**PROBLEM STATEMENT**
From the entries that follow, gather each line holding the word "slab".

-------- MATERIAL FOR THIS EXERCISE --------

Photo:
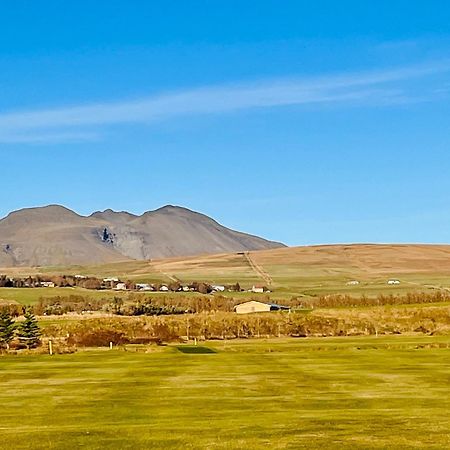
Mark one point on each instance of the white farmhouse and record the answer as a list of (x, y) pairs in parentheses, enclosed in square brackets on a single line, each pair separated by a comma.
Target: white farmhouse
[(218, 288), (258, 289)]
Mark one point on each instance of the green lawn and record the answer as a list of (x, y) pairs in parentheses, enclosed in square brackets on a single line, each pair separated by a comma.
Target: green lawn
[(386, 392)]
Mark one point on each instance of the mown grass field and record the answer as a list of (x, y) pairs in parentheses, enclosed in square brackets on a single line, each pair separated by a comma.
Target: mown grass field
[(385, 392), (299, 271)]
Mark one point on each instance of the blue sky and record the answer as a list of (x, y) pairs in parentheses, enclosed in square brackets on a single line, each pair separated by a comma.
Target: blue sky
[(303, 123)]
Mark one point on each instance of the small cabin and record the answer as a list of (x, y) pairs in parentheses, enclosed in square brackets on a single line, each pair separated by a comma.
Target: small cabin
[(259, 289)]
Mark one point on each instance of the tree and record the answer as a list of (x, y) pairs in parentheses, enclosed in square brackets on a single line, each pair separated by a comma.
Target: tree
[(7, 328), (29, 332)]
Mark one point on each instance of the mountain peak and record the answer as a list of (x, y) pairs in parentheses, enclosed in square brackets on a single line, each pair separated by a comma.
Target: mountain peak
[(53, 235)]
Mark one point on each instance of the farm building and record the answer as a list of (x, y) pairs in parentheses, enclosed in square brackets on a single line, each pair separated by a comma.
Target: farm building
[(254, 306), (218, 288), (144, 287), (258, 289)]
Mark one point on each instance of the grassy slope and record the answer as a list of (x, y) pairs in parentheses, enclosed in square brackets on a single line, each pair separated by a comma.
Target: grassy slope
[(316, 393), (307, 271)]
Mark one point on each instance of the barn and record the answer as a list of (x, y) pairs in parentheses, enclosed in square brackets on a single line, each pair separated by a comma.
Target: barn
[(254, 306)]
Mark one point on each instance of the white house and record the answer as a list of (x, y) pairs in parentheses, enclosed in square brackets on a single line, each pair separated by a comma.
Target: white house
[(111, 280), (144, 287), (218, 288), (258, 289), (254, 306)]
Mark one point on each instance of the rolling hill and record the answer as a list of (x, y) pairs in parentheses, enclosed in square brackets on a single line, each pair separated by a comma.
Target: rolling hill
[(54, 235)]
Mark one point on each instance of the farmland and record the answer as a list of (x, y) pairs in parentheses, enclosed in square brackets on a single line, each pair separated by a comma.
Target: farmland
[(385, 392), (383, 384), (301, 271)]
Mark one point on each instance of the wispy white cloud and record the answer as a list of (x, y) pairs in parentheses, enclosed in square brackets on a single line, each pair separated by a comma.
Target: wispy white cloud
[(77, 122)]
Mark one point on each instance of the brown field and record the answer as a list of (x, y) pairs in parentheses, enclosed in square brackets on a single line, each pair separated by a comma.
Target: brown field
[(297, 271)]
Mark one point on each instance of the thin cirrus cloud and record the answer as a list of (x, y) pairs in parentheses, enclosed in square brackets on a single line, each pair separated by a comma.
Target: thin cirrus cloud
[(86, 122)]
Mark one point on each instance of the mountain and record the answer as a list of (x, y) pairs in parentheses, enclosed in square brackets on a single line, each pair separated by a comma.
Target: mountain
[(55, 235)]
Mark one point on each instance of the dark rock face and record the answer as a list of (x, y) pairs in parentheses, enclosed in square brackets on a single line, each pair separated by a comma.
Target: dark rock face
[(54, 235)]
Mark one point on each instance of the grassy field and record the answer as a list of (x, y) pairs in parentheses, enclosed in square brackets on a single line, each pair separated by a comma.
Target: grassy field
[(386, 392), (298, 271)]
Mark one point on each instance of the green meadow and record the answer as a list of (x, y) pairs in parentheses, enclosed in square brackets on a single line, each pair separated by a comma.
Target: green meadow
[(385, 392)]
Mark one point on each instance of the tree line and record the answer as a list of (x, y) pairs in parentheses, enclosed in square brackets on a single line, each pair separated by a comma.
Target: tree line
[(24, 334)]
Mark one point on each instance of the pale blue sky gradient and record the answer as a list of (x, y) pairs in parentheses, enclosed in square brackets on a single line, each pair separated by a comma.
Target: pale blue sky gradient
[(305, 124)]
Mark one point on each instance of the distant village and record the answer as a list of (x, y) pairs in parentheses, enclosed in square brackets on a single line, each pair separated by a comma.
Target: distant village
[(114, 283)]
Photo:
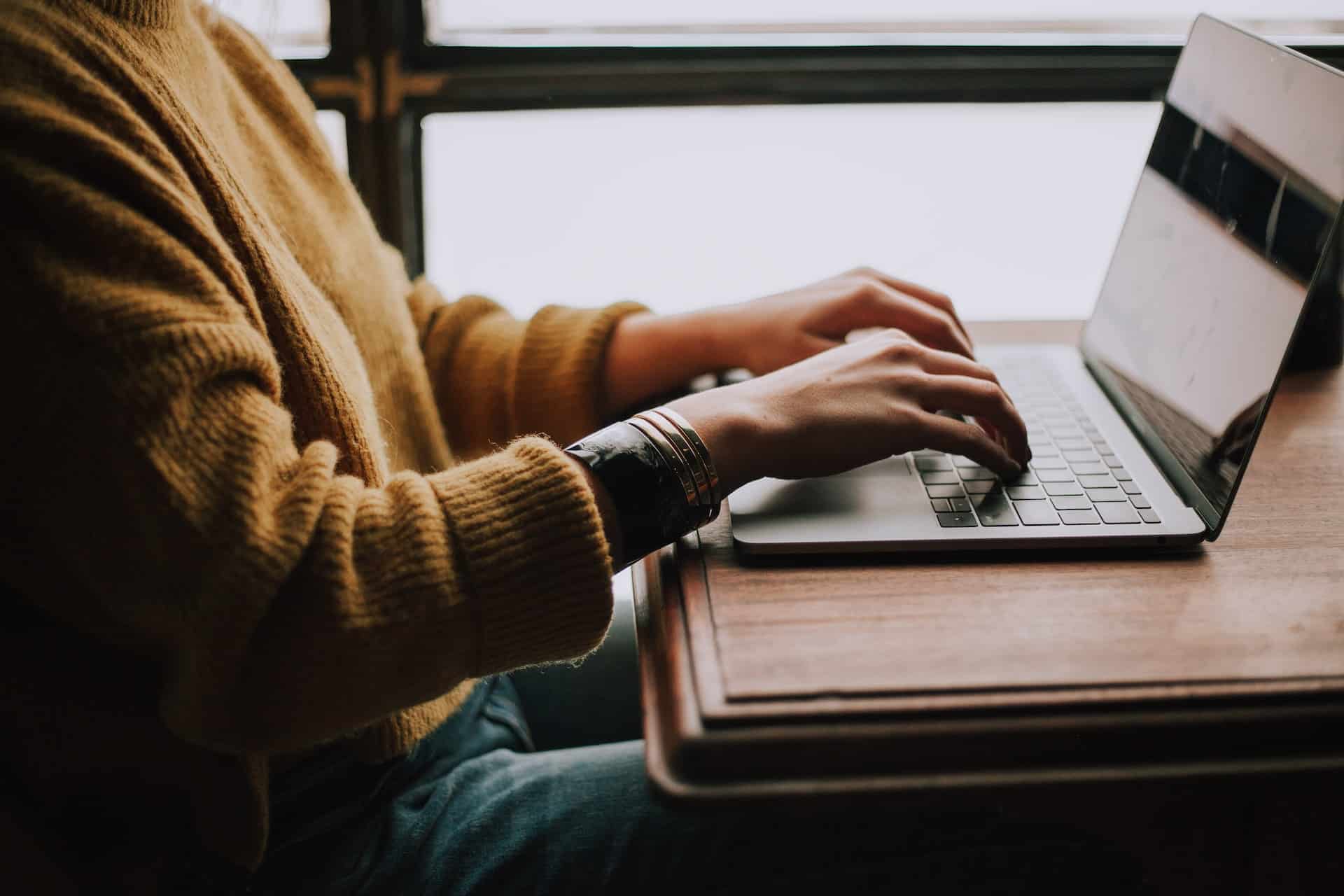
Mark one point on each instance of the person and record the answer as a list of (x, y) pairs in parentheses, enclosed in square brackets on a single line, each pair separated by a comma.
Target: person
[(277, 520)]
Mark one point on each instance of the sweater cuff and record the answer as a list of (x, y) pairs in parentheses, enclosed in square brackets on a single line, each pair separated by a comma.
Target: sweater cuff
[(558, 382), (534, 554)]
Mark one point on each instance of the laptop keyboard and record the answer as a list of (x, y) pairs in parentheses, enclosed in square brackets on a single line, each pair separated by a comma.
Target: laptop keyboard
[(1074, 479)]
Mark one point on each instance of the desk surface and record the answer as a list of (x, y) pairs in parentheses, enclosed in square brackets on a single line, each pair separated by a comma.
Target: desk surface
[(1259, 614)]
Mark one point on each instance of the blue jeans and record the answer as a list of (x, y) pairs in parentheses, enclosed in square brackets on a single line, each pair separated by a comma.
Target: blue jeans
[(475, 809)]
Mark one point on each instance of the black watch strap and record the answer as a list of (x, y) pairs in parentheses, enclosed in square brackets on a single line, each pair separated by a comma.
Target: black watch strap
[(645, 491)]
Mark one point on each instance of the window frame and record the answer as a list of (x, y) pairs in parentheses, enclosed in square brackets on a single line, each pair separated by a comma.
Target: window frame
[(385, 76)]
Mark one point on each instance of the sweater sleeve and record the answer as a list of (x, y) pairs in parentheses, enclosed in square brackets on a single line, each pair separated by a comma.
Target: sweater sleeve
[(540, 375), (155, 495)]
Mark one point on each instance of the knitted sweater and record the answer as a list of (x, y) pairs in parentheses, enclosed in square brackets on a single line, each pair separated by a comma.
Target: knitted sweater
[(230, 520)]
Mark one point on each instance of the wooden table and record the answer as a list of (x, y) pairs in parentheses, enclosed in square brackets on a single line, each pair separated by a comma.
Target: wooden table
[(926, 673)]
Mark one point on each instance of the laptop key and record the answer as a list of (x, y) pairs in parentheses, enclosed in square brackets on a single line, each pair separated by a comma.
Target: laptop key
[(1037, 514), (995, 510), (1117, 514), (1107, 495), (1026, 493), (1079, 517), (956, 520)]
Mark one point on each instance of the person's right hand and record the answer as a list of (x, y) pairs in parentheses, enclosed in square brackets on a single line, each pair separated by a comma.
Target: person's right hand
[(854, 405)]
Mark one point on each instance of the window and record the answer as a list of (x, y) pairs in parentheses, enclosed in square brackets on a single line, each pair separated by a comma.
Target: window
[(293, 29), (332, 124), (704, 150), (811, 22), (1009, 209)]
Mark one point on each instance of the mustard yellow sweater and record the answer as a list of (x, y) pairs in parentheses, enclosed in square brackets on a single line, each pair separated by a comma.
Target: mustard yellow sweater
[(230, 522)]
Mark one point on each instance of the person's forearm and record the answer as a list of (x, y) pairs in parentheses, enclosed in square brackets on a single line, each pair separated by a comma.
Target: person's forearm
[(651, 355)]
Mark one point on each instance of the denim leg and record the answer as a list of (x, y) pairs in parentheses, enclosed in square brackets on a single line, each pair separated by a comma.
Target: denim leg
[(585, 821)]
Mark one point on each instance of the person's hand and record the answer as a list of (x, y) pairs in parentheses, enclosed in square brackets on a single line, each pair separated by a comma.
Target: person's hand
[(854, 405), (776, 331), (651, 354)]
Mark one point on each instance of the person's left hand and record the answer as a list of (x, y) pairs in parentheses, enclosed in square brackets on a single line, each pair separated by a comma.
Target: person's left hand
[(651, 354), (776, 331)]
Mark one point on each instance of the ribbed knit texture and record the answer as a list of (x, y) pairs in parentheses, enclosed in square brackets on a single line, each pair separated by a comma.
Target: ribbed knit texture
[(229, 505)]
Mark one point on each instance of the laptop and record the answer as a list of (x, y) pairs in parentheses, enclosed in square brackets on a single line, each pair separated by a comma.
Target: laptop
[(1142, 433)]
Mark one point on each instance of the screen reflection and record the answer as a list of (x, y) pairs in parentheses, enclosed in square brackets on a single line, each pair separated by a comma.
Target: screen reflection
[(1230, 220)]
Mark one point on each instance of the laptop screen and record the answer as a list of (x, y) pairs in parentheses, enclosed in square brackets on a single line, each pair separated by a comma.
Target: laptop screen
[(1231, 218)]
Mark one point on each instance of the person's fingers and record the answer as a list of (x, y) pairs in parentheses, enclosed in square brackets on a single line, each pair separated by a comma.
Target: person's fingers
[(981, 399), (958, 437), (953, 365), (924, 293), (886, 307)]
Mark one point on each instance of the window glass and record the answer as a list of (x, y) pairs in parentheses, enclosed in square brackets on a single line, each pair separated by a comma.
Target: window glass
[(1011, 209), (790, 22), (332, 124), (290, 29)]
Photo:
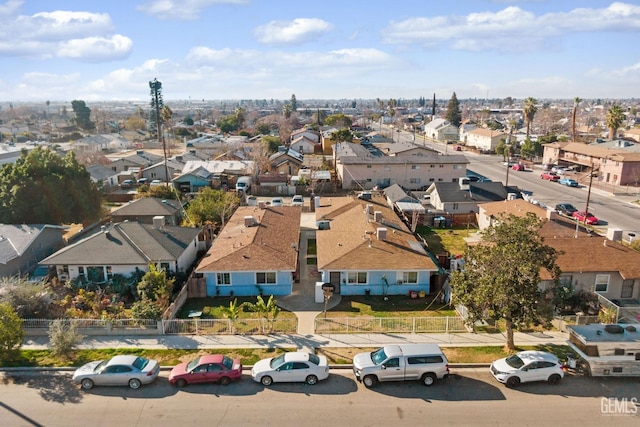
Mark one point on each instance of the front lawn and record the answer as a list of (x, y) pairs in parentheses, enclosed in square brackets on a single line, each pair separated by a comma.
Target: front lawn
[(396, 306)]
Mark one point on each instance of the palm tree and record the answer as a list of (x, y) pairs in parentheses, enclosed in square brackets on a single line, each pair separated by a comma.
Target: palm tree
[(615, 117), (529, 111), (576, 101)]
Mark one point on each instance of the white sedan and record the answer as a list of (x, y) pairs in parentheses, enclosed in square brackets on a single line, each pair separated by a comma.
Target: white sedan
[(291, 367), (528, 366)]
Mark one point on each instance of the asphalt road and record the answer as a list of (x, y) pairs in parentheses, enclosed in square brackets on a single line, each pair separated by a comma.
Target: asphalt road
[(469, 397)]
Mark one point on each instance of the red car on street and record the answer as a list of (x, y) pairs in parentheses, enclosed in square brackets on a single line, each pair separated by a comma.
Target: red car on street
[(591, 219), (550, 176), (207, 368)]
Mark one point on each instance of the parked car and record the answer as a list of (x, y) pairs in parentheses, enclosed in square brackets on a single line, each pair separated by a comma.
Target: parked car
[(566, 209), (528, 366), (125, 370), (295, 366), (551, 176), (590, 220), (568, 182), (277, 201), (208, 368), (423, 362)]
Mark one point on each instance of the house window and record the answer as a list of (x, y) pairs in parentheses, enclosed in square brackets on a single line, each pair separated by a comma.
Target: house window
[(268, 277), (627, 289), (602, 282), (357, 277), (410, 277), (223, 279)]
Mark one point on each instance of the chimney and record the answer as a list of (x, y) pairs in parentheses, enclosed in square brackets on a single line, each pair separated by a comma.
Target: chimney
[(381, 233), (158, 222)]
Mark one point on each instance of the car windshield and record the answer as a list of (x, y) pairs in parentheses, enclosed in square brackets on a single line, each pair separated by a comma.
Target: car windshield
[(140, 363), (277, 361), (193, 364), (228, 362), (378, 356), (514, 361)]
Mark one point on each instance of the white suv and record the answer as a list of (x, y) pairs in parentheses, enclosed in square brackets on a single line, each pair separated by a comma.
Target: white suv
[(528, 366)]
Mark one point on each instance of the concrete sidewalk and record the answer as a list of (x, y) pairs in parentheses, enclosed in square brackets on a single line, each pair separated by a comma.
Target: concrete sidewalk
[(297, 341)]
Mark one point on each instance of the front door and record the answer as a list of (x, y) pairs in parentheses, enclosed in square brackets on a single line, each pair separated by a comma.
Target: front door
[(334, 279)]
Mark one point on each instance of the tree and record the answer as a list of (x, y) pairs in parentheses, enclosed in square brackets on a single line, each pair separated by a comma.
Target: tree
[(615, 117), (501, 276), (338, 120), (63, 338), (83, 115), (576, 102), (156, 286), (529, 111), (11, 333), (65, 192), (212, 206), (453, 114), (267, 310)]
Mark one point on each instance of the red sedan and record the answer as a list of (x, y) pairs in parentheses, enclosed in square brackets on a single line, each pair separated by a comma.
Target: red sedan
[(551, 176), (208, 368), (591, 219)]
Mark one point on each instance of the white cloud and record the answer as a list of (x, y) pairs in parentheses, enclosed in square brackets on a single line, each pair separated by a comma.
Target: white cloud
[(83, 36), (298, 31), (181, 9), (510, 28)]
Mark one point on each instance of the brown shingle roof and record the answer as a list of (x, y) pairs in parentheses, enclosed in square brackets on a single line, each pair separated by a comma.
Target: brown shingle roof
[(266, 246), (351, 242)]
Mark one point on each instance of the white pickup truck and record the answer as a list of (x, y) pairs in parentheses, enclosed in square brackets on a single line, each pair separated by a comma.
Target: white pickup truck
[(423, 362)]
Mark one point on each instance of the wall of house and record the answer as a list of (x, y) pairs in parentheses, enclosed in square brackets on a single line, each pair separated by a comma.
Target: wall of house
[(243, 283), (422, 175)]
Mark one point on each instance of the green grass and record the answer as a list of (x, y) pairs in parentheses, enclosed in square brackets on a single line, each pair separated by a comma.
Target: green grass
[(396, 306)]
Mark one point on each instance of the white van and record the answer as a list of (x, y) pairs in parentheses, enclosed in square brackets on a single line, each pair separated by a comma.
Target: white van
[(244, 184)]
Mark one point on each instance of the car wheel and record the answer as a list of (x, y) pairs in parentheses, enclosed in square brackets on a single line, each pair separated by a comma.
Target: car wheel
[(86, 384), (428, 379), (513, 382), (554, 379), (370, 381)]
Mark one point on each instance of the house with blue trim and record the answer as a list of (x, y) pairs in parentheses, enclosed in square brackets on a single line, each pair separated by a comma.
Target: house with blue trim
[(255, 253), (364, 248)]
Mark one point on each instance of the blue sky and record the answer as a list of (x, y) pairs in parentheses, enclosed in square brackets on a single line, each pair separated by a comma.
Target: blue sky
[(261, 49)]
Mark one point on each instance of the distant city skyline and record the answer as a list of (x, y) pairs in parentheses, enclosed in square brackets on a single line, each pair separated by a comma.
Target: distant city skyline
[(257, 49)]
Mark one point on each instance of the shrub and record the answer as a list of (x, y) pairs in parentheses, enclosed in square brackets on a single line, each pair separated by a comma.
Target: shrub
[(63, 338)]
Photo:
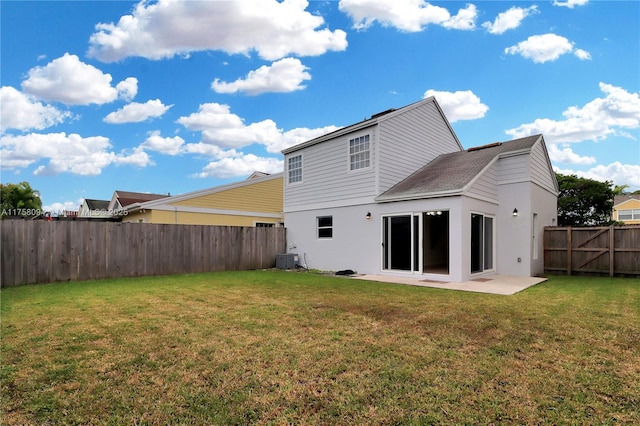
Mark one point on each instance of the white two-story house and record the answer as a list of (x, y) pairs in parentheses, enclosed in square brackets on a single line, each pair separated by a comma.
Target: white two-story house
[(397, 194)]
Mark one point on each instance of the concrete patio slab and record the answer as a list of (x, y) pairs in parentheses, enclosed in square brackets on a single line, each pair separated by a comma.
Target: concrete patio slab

--------

**OUTPUT FOR THIS EXERCISE**
Mark one point on each instance of the concrete patio slab and record the answer as a list of (x, y) pairs in parentheses, enclosed in square brackets on a single line, each pair separated by a comma.
Target: concrete patio slab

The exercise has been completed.